▶ **To do**: From the line containing "Place a dot on every instance of the propeller blade, one" to the last line of the listing below, repeat every line exactly, and output nothing else.

▶ **Stored data**:
++++++++++

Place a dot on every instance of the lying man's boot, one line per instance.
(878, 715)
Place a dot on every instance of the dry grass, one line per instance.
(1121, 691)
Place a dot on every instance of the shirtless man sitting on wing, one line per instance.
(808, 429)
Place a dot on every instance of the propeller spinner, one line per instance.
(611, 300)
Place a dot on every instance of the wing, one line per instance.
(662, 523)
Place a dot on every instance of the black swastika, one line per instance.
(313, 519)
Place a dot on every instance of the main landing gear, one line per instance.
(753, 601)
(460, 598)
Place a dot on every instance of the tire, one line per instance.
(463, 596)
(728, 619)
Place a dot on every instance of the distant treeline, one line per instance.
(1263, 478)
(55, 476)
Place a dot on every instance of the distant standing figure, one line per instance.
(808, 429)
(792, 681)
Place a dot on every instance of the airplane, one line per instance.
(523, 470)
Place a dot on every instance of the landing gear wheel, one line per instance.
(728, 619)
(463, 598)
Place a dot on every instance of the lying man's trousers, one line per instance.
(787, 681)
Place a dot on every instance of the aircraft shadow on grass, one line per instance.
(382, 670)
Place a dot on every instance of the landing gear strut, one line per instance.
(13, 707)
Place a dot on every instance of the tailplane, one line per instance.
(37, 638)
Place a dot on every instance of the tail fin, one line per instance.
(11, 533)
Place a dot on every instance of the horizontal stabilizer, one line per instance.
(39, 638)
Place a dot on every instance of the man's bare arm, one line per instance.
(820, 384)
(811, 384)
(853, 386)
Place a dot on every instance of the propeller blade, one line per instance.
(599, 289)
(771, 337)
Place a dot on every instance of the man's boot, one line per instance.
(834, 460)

++++++++++

▶ **Reply**:
Place a dot on every instance of the propeller blade, one line per instance.
(599, 289)
(771, 337)
Place a dot on every instance of the man's boot, one line per instance.
(834, 460)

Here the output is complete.